▶ [SUPPLIED PASSAGE]:
<<<<

Do I Qualify for an APAW Service Dog?
We currently provide Mobility Service Dogs to help people with weakness or impairment affecting their limbs; Psychiatric Service Dogs to help people with PTSD, anxieties, depression, and related conditions; and Autism Service Dogs for children on the spectrum. We do not have a strict age requirement, though generally any dog working with a child under age 13 will be placed as a three-way partnership with a parent. APAW serves a limited geographic area at this time. Currently nearly every dog we place must be local to New England or New York.The main exception to this rule is placing a young dog with an experienced owner or trainer who will provide the training that they need their dog to have.
Do I qualify for an APAW Social or Therapy Dog?
Anyone living in New England or New York, with a strong interest in volunteering their time at an educational, social or therapeutic establishment may qualify. We also place dogs in facilities (full-time), or with human therapists as an aid during their sessions.
How much does an assistance dog cost?
estimates that if all of the costs, including time spent training and socializing for each dog were tabulated without any donations having been made, approximately $25,000 – $50,000+ is spent raising every dog. By comparison, the amount that most programs request is not unreasonable.

>>>>

▶ [PROBLEMS TO WORK ON]:
1) Using the APAW dog page, say whether each statement agrees with it: (a) APAW has a strict age requirement for service dog recipients. (b) APAW may place a Social or Therapy Dog with a human therapist as an aid during sessions. (c) Nearly every dog APAW places must be local to New England or New York. Answer each with yes or no and quote the words that decide it.
2) List every type of service dog that the APAW dog page says APAW currently provides.
3) Rewrite the paragraph of the APAW dog page beginning "We currently provide Mobility Service Dogs" as a short bulleted list that keeps its main facts.

▶ [Stored data]:
<<<<

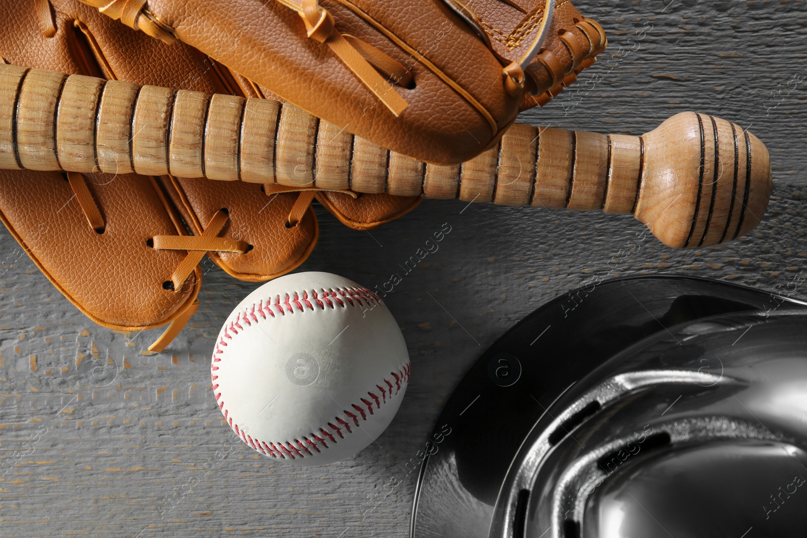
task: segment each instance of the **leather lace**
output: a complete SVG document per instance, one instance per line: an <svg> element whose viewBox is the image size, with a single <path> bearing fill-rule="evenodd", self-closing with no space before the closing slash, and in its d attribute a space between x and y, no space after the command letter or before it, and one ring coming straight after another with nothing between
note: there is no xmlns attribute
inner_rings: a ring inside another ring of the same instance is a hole
<svg viewBox="0 0 807 538"><path fill-rule="evenodd" d="M37 0L48 2L48 0ZM174 30L148 10L147 0L82 0L86 4L134 30L140 30L169 44L176 42Z"/></svg>
<svg viewBox="0 0 807 538"><path fill-rule="evenodd" d="M362 83L396 117L409 106L404 98L376 71L376 68L384 71L385 66L388 69L390 65L397 64L394 68L395 71L408 73L406 68L392 57L358 38L350 36L349 40L340 34L334 27L333 15L320 6L319 0L278 0L278 2L295 10L305 23L308 38L328 45L356 77L362 81ZM370 52L370 49L373 52ZM378 65L379 63L382 65ZM411 73L409 81L411 81ZM401 85L408 84L409 82L407 82Z"/></svg>
<svg viewBox="0 0 807 538"><path fill-rule="evenodd" d="M96 233L103 233L106 222L101 208L87 186L85 177L77 172L68 172L67 180L90 227ZM309 201L308 204L310 203ZM174 269L171 274L171 279L165 281L166 283L163 285L163 287L175 291L182 290L185 282L208 251L242 254L247 252L249 245L245 241L218 236L226 227L228 220L229 216L227 210L220 209L213 214L207 226L199 236L154 236L151 238L148 244L155 250L183 250L187 252L186 256ZM165 349L165 346L182 330L198 307L199 300L196 300L171 322L160 338L149 346L148 350L161 352Z"/></svg>

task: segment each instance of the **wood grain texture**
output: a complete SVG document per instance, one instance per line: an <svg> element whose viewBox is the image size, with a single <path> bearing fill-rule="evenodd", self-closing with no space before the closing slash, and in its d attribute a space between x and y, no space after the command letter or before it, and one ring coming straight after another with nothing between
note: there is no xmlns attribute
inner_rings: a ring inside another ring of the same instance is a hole
<svg viewBox="0 0 807 538"><path fill-rule="evenodd" d="M168 147L169 172L177 177L204 176L202 136L209 101L210 97L202 92L177 92Z"/></svg>
<svg viewBox="0 0 807 538"><path fill-rule="evenodd" d="M27 73L18 65L0 74L0 166L3 168L22 168L15 148L15 115L19 85Z"/></svg>
<svg viewBox="0 0 807 538"><path fill-rule="evenodd" d="M277 182L290 187L314 183L316 118L291 103L283 103L278 127L274 173Z"/></svg>
<svg viewBox="0 0 807 538"><path fill-rule="evenodd" d="M102 172L131 173L132 122L140 87L132 82L109 81L98 106L98 163ZM127 111L128 114L121 114Z"/></svg>
<svg viewBox="0 0 807 538"><path fill-rule="evenodd" d="M168 126L173 107L173 90L140 88L132 122L132 161L137 173L168 173Z"/></svg>
<svg viewBox="0 0 807 538"><path fill-rule="evenodd" d="M59 167L54 119L65 75L31 69L23 81L17 102L17 151L23 168Z"/></svg>
<svg viewBox="0 0 807 538"><path fill-rule="evenodd" d="M234 95L216 94L211 98L204 148L205 175L208 179L238 180L238 150L245 101Z"/></svg>
<svg viewBox="0 0 807 538"><path fill-rule="evenodd" d="M93 77L68 77L61 90L56 125L59 165L68 172L93 172L95 117L105 82Z"/></svg>
<svg viewBox="0 0 807 538"><path fill-rule="evenodd" d="M479 353L534 308L606 274L688 274L807 298L800 280L807 277L805 85L787 85L804 73L807 6L746 3L578 5L602 23L608 48L576 86L520 121L635 135L696 110L751 125L771 149L776 184L763 225L749 236L679 251L629 215L466 209L467 199L426 200L370 237L316 207L320 241L299 270L370 287L401 277L385 300L403 327L412 382L378 444L353 460L275 465L222 424L207 389L213 338L257 285L206 261L199 313L165 353L144 355L159 330L123 335L94 326L0 231L0 533L404 538L417 471L401 467L424 448ZM738 152L742 161L742 145ZM730 233L738 218L734 211ZM403 271L399 264L446 223L452 231L439 250ZM96 365L103 368L94 377ZM392 478L400 486L387 494Z"/></svg>
<svg viewBox="0 0 807 538"><path fill-rule="evenodd" d="M277 101L247 101L241 126L241 181L250 183L274 181L274 136L280 103Z"/></svg>

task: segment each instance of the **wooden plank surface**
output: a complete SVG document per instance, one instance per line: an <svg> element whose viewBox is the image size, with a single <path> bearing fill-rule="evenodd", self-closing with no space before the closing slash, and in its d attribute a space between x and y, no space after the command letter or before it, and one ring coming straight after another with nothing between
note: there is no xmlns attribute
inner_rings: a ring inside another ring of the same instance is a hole
<svg viewBox="0 0 807 538"><path fill-rule="evenodd" d="M405 536L416 472L403 464L467 368L534 308L613 266L614 276L689 274L771 291L803 279L805 2L578 7L603 24L609 47L578 90L521 121L637 135L693 110L751 127L771 151L776 181L756 231L675 251L650 234L637 242L644 228L629 215L433 200L359 232L317 206L320 243L299 270L370 286L398 273L387 302L412 377L377 443L316 468L256 455L222 424L207 388L212 339L257 285L206 261L199 313L166 352L149 355L159 330L95 326L0 231L0 536ZM450 231L438 250L402 273L399 264L443 227ZM807 297L803 284L797 295ZM400 485L387 494L393 478Z"/></svg>

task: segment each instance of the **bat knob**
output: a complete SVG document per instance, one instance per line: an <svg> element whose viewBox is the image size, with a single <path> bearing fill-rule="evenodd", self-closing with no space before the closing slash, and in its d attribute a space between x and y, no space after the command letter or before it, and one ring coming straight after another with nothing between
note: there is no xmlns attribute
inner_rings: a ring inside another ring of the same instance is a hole
<svg viewBox="0 0 807 538"><path fill-rule="evenodd" d="M759 223L773 183L767 149L738 125L677 114L642 137L634 215L676 248L727 241Z"/></svg>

>>>>

▶ [ANSWERS]:
1)
(a) No: "We do not have a strict age requirement"
(b) Yes: "or with human therapists as an aid during their sessions"
(c) Yes: "Currently nearly every dog we place must be local to New England or New York."

2)
- Mobility Service Dogs
- Psychiatric Service Dogs
- Autism Service Dogs

3)
- Mobility Service Dogs: for people with weakness or impairment affecting their limbs.
- Psychiatric Service Dogs: for people with PTSD, anxieties, depression and related conditions.
- Autism Service Dogs: for children on the spectrum.
- No strict age requirement. A dog working with a child under 13 is generally placed as a three-way partnership with a parent.
- Limited service area. Nearly every dog must be local to New England or New York.
- Main exception: a young dog placed with an experienced owner or trainer who will provide the training the dog needs.